Set exercise 1 ▸ Sum up the account of the trip to McKittrick Canyon in two sentences.
Set exercise 2 ▸ From the account of the trip to McKittrick Canyon, extract word for word the passage from "An uneventful night" to "the Chihuahuan Desert.".
Set exercise 3 ▸ Continue the account of the trip to McKittrick Canyon from where it stops.

Selected excerpt ▸

┌──

I had brought all the fixins' for a nice salad including about a pound of marinated and grilled chicken thighs I had fixed before leaving Tucson. This fed me for the next 2 nights and kept me away from the fast food joints - for awhile anyway.

An uneventful night in a hotel is always a good thing and it was so at the Parkview.
I was up at 5AM as usual, got my hiking stuff together and headed out the door to the local Micky D's for some breakfast.


Photo by Mike Breiding - Click for larger image

I arrived at the turn off for McKittrick Canyon around 7:00. The weather was looking interesting back up in the 'Lupes and I started wondering what might be in store for me.

McKittrick Canyon is a scenic canyon within the Guadalupe Mountains of West Texas and Eddy County, New Mexico. The steep, towering walls of McKittrick Canyon protect a rich riparian oasis in the midst of the Chihuahuan Desert.

└──

Dataset excerpts ▸

┌──

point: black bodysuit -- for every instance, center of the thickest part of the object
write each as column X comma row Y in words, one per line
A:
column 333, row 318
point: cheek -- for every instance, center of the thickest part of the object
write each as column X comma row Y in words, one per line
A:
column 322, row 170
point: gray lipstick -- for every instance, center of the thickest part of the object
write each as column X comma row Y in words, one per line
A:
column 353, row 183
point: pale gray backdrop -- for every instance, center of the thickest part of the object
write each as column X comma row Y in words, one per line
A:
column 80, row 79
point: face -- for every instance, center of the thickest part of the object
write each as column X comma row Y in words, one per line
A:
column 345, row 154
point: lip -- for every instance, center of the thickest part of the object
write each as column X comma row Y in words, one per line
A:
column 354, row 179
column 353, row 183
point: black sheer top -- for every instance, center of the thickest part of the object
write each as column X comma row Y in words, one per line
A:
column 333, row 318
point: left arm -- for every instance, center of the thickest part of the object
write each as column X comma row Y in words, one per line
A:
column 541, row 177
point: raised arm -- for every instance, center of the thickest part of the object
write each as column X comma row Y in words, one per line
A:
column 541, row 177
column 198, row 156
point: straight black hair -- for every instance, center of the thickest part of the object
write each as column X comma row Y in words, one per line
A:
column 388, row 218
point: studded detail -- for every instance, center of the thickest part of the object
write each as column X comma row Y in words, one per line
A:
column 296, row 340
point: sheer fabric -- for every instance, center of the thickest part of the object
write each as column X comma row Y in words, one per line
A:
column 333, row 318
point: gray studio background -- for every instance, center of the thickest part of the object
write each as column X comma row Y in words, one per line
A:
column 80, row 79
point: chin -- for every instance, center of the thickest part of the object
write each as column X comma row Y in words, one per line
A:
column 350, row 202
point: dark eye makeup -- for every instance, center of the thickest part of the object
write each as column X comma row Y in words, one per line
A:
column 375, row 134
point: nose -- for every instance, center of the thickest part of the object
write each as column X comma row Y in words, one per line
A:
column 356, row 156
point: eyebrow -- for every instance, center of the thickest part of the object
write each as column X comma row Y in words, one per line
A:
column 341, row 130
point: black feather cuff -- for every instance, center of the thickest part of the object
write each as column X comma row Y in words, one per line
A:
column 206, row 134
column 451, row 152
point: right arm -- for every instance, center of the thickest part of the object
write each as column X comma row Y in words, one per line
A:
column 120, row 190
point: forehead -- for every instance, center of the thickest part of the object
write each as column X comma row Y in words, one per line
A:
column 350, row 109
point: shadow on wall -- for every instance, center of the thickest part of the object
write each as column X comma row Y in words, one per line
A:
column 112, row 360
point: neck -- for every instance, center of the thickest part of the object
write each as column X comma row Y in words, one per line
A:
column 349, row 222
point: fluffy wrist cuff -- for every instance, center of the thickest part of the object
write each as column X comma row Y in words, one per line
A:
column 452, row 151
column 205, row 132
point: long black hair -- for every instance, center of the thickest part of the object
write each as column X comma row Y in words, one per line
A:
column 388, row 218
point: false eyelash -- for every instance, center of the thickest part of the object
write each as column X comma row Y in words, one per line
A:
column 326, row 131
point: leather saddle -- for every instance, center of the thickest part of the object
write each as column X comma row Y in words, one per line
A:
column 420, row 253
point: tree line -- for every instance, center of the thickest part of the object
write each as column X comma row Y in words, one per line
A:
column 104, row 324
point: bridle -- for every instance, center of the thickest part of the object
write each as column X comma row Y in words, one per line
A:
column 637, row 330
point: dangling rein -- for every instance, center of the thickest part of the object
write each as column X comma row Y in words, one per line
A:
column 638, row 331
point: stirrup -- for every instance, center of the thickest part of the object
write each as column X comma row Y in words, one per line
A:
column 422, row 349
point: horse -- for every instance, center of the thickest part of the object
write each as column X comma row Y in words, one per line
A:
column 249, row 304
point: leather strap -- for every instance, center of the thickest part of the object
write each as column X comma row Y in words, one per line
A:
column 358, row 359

└──

Written reply 1 ▸ The writer ate a salad and grilled chicken brought from Tucson for two nights, spent an uneventful night at the Parkview, and was up at 5AM to gather hiking gear and get breakfast at the local Micky D's. Reaching the McKittrick Canyon turnoff around 7:00 as the weather in the 'Lupes looked interesting, the writer describes the canyon as a scenic place in the Guadalupe Mountains whose steep walls protect a riparian oasis in the Chihuahuan Desert.

Written reply 2 ▸
An uneventful night in a hotel is always a good thing and it was so at the Parkview.
I was up at 5AM as usual, got my hiking stuff together and headed out the door to the local Micky D's for some breakfast.


Photo by Mike Breiding - Click for larger image

I arrived at the turn off for McKittrick Canyon around 7:00. The weather was looking interesting back up in the 'Lupes and I started wondering what might be in store for me.

McKittrick Canyon is a scenic canyon within the Guadalupe Mountains of West Texas and Eddy County, New Mexico. The steep, towering walls of McKittrick Canyon protect a rich riparian oasis in the midst of the Chihuahuan Desert.

Written reply 3 ▸
McKittrick Canyon Trail begins at the visitor center and initially follows a dry stream, crossing the stream bed several times as it works its way up the canyon. At first, the vegetation is more typical of the Chihuahuan Desert with various species of yucca, agave, and cacti, such as Spanish dagger (Yucca faxoniana), sotol (Dasylirion leiophyllum), ocotillo (Fouquieria splendens), lechuguilla (Agave lechuguilla), century plants (Agave americana), prickly pear (Opuntia spp.), and claret cup cacti (Echinocereus triglochidiatus). Scattered among these desert plants are a few hardy pines, junipers, and the occasional Texas madrone (Arbutus xalapensis), an unusual tree with red-colored bark that tends to curl up and peel off each year

.

Source: Read more at WikiPedia

At this point some information on the geology of the Guadalupe Mountains National Park seems appropriate.
I must say, as much as I enjoy looking at craggy mountain peaks and deep rocky gorges when I read about the formation of such places it is always a bit mind bending. To me the time spans and forces involved in creating such landscapes border on the unimaginable. I just can't quite think like a geologist.

During the middle part of the Permian Period a reef developed along the margin of the Delaware Sea. This was the Capitan Reef, now recognized as one of the most well-preserved fossil reefs in the world.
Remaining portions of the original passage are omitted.